Copy the records below line for line, with no changes.

Material to process:
☆ ☆ ☆ ☆ ☆

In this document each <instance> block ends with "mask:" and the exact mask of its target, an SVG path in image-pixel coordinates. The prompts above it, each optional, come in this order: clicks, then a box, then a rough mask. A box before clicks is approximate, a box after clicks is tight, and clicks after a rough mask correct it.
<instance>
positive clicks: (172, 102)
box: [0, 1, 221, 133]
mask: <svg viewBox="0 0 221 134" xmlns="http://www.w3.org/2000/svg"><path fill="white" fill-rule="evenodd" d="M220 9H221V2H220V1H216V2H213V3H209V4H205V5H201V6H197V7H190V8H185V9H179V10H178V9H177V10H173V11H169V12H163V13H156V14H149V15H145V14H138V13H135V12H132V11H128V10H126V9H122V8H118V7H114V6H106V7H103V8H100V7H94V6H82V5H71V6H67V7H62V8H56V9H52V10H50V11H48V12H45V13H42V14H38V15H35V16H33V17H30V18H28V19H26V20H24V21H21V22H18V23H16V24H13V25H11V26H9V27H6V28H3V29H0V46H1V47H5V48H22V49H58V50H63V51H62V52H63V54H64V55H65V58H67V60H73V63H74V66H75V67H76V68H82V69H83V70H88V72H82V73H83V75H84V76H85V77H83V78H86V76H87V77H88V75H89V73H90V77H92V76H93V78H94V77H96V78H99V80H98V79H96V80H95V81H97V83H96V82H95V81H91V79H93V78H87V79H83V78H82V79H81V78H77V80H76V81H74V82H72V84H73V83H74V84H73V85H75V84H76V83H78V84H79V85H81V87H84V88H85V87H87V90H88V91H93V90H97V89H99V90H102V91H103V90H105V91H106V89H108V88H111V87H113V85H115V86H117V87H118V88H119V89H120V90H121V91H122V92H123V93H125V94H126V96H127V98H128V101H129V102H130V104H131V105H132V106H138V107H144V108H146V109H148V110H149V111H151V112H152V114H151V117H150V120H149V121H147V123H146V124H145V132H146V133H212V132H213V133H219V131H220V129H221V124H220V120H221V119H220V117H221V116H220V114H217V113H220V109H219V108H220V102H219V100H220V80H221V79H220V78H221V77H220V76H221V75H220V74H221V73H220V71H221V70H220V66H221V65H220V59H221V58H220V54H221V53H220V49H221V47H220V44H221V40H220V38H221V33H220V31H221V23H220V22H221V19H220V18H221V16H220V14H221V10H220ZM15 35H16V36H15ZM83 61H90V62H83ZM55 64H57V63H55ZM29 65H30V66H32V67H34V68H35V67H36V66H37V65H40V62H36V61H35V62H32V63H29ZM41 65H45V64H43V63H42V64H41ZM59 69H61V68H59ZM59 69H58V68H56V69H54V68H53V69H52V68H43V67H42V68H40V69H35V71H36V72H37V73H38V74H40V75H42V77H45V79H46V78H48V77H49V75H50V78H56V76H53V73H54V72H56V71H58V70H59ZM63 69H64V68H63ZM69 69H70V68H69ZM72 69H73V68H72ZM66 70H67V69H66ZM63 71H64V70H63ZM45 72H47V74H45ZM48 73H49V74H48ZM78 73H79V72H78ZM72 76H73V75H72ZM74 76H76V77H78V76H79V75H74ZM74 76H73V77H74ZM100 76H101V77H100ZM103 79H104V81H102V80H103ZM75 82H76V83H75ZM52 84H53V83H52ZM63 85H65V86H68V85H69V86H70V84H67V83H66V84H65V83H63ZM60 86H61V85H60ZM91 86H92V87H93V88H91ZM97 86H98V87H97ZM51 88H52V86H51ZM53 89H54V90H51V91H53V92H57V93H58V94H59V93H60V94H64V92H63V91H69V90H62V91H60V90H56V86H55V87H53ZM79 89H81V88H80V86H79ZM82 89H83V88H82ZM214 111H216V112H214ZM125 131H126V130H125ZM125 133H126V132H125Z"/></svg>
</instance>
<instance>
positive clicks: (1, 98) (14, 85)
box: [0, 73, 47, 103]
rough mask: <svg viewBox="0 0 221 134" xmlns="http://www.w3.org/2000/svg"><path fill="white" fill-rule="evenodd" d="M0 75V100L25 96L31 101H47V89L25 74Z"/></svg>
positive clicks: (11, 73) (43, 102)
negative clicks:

☆ ☆ ☆ ☆ ☆

Your response:
In this document each <instance> block ends with "mask:" and the exact mask of its target, an SVG path in image-pixel coordinates. The prompts above it, each optional, come in this order: clicks, then a box, then a rough mask. A box before clicks is approximate, a box after clicks is tight, and clicks after a rough mask correct it.
<instance>
positive clicks: (172, 102)
box: [0, 1, 221, 133]
mask: <svg viewBox="0 0 221 134" xmlns="http://www.w3.org/2000/svg"><path fill="white" fill-rule="evenodd" d="M220 9H221V2H220V1H216V2H213V3H209V4H205V5H201V6H197V7H190V8H185V9H179V10H178V9H177V10H173V11H169V12H163V13H156V14H149V15H145V14H138V13H135V12H132V11H128V10H126V9H122V8H118V7H114V6H106V7H103V8H100V7H94V6H82V5H71V6H67V7H62V8H56V9H52V10H50V11H48V12H45V13H42V14H38V15H35V16H33V17H30V18H28V19H26V20H24V21H21V22H18V23H16V24H13V25H11V26H9V27H6V28H3V29H0V46H1V47H5V48H22V49H58V50H63V51H62V52H63V54H64V55H65V58H67V60H73V63H74V66H75V67H76V68H82V69H83V70H88V72H82V73H83V75H84V76H85V77H83V78H86V76H87V77H88V75H89V73H90V77H92V76H93V78H94V77H96V78H99V80H98V79H96V80H95V81H97V83H96V82H95V81H91V79H93V78H87V79H83V78H82V79H81V78H77V80H76V81H74V82H72V84H73V83H74V84H73V85H75V84H76V83H78V84H79V85H81V87H84V88H85V87H87V90H88V91H93V90H97V89H99V90H102V91H103V90H105V91H106V89H108V88H111V87H113V85H115V86H117V87H118V88H119V89H120V90H121V91H122V92H123V93H125V94H126V96H127V98H128V101H129V102H130V104H131V105H132V106H138V107H144V108H146V109H148V110H149V111H151V112H152V114H151V117H150V120H149V121H147V123H146V124H145V132H146V133H212V132H213V133H219V131H220V129H221V124H220V120H221V119H220V117H221V116H220V114H217V113H220V109H219V108H220V102H219V100H220V80H221V79H220V78H221V77H220V76H221V75H220V74H221V73H220V71H221V70H220V66H221V65H220V59H221V58H220V54H221V53H220V49H221V47H220V44H221V40H220V38H221V33H220V31H221V23H220V22H221V19H220V18H221V16H220V14H221V10H220ZM15 35H16V36H15ZM83 61H90V62H83ZM55 64H57V63H55ZM29 65H30V66H32V67H34V68H35V67H36V66H37V65H40V62H36V61H35V62H32V63H29ZM41 65H45V64H43V63H42V64H41ZM59 69H61V68H59ZM59 69H58V68H56V69H54V68H53V69H52V68H43V67H42V68H40V69H35V71H36V72H37V73H38V74H40V75H42V77H45V79H46V78H48V77H49V75H50V78H56V76H53V73H54V72H56V71H58V70H59ZM63 69H64V68H63ZM69 69H70V68H69ZM72 69H73V68H72ZM66 70H67V69H66ZM63 71H64V70H63ZM45 72H47V74H45ZM48 73H49V74H48ZM78 73H79V72H78ZM72 76H73V75H72ZM74 76H76V77H78V76H79V75H74ZM74 76H73V77H74ZM100 76H101V77H100ZM103 79H104V81H102V80H103ZM75 82H76V83H75ZM52 84H53V83H52ZM63 85H65V86H68V85H69V86H70V84H67V83H66V84H65V83H63ZM60 86H61V85H60ZM91 86H92V87H93V88H91ZM97 86H98V87H97ZM51 88H52V86H51ZM53 89H54V90H51V91H53V92H57V93H58V94H59V93H60V94H64V92H63V91H69V90H62V91H60V90H56V86H55V87H53ZM79 89H81V88H80V86H79ZM82 89H83V88H82ZM214 111H216V112H214ZM125 131H126V130H125ZM125 133H126V132H125Z"/></svg>
</instance>
<instance>
positive clicks: (1, 98) (14, 85)
box: [0, 73, 47, 103]
rough mask: <svg viewBox="0 0 221 134" xmlns="http://www.w3.org/2000/svg"><path fill="white" fill-rule="evenodd" d="M0 75V100L25 96L31 101H47V89L25 74Z"/></svg>
positive clicks: (11, 73) (43, 102)
negative clicks:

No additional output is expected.